» **Problems to solve**:
1 - List every function that the nuclear physics excerpt assigns to the devices made possible by a deep understanding of the nucleus.
2 - Quote the nuclear physics excerpt word for word. Begin at the words "In this chapter, we" and stop after "generate electrical power.".

In this chapter, we study the composition and properties of the atomic nucleus. The nucleus lies at the center of an atom, and consists of protons and neutrons. A deep understanding of the nucleus leads to numerous valuable technologies, including devices to date ancient rocks, map the galactic arms of the Milky Way, and generate electrical power.

• 10.0: Prelude to Nuclear Physics
The Sun is the main source of energy in the solar system. The Sun is 109 Earth diameters across, and accounts for more than 99%99% of the total mass of the solar system. The Sun shines by fusing hydrogen nuclei—protons—deep inside its interior. Once this fuel is spent, the Sun will burn helium and, later, other nuclei. Nuclear fusion in the Sun is discussed toward the end of this chapter. In the meantime, we will investigate nuclear properties that govern all nuclear processes, including fusion.

» **Provided material**:

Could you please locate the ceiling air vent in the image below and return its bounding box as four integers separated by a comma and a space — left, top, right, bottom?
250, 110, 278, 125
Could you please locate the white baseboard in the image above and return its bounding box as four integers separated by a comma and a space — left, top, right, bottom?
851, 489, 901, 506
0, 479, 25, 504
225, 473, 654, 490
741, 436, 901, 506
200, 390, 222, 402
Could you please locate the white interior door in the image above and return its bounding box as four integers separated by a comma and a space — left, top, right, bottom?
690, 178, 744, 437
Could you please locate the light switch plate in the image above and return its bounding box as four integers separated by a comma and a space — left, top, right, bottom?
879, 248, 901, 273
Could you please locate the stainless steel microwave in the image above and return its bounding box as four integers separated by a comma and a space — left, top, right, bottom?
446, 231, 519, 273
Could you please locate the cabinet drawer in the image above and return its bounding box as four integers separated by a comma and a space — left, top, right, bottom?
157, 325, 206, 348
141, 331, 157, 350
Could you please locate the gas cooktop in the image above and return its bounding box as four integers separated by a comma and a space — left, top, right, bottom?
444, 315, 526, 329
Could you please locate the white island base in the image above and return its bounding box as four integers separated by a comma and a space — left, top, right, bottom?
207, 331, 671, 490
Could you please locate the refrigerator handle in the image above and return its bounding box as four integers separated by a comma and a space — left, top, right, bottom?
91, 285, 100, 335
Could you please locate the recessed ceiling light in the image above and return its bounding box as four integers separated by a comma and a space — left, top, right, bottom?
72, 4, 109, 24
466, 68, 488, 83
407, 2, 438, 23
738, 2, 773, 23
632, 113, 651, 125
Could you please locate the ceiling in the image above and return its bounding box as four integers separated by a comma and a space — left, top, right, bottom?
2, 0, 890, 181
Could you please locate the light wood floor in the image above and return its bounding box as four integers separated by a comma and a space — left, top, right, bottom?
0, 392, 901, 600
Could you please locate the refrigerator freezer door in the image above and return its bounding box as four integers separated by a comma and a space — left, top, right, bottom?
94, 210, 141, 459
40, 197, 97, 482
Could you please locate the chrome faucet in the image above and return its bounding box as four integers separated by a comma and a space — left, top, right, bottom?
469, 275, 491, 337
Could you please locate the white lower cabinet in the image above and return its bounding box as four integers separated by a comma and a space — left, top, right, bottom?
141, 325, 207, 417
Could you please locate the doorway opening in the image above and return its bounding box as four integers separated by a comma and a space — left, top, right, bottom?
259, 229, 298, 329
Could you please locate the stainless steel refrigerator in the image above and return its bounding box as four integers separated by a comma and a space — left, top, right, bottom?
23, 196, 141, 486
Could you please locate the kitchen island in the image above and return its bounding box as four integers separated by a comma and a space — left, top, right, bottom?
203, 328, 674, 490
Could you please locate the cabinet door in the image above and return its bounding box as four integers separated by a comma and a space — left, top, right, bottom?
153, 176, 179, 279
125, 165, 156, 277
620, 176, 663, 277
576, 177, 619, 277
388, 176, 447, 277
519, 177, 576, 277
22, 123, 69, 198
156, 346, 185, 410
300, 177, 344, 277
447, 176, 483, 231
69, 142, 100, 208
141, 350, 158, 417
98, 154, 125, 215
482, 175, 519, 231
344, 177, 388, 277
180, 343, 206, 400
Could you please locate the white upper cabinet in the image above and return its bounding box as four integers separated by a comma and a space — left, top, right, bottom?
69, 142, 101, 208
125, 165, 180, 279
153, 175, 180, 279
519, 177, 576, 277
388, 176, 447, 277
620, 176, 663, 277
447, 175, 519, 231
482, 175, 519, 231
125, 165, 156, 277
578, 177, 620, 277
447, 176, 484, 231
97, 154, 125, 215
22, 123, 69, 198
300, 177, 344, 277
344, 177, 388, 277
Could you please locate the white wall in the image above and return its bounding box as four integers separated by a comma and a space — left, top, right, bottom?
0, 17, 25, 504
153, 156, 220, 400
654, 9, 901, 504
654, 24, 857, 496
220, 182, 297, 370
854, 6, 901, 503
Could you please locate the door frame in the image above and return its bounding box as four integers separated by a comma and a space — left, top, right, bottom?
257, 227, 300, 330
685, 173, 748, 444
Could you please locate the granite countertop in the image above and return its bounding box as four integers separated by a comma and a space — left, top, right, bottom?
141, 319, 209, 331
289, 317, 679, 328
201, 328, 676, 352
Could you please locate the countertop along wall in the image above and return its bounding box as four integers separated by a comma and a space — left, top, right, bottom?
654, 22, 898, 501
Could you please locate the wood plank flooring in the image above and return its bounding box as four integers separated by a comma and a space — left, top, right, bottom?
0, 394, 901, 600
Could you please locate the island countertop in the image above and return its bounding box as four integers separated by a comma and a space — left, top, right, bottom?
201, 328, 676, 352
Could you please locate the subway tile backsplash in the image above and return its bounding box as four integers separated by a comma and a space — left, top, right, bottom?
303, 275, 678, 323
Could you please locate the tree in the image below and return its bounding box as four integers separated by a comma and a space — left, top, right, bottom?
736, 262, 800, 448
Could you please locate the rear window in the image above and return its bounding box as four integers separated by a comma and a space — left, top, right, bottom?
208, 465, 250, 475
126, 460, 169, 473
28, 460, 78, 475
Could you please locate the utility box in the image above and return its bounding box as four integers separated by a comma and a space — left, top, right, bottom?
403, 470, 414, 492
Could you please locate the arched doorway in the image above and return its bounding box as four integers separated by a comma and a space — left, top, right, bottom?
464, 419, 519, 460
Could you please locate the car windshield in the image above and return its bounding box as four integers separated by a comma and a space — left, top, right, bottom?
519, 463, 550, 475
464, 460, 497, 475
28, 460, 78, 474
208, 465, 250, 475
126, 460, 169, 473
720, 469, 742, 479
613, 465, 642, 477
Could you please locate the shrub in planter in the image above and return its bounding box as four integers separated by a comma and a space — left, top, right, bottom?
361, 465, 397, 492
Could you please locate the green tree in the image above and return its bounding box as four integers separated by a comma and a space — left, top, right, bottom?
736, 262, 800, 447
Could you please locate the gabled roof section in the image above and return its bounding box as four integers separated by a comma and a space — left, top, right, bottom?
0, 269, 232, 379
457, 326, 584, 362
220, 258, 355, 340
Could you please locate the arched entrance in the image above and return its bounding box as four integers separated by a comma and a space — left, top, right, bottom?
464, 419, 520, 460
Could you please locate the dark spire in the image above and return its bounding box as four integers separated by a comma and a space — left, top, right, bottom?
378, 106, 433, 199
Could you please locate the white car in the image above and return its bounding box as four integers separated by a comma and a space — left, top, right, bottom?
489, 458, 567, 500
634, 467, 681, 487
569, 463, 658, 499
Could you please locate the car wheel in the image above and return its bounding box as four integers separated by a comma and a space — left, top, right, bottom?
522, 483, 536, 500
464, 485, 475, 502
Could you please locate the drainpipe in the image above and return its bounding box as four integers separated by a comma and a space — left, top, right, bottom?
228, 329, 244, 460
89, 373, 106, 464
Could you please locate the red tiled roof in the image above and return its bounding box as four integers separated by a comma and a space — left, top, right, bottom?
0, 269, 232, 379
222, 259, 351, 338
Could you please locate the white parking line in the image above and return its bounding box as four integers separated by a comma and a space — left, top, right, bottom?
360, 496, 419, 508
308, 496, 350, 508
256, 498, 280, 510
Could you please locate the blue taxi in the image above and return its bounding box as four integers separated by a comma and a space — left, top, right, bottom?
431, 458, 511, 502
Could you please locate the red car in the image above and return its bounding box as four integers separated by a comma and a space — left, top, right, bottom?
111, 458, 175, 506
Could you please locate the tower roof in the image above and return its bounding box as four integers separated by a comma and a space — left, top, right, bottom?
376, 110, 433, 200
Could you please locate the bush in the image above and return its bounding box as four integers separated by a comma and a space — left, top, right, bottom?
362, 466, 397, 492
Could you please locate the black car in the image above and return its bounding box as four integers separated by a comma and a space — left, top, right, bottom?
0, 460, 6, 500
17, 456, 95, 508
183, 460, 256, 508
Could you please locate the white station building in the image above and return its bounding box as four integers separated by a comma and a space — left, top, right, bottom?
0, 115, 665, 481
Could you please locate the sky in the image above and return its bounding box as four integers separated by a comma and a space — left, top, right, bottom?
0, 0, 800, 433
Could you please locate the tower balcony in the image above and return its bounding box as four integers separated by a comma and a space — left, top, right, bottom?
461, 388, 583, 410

» **Task answers**:
1 -
- Date ancient rocks
- Map the galactic arms of the Milky Way
- Generate electrical power

2 -
In this chapter, we study the composition and properties of the atomic nucleus. The nucleus lies at the center of an atom, and consists of protons and neutrons. A deep understanding of the nucleus leads to numerous valuable technologies, including devices to date ancient rocks, map the galactic arms of the Milky Way, and generate electrical power.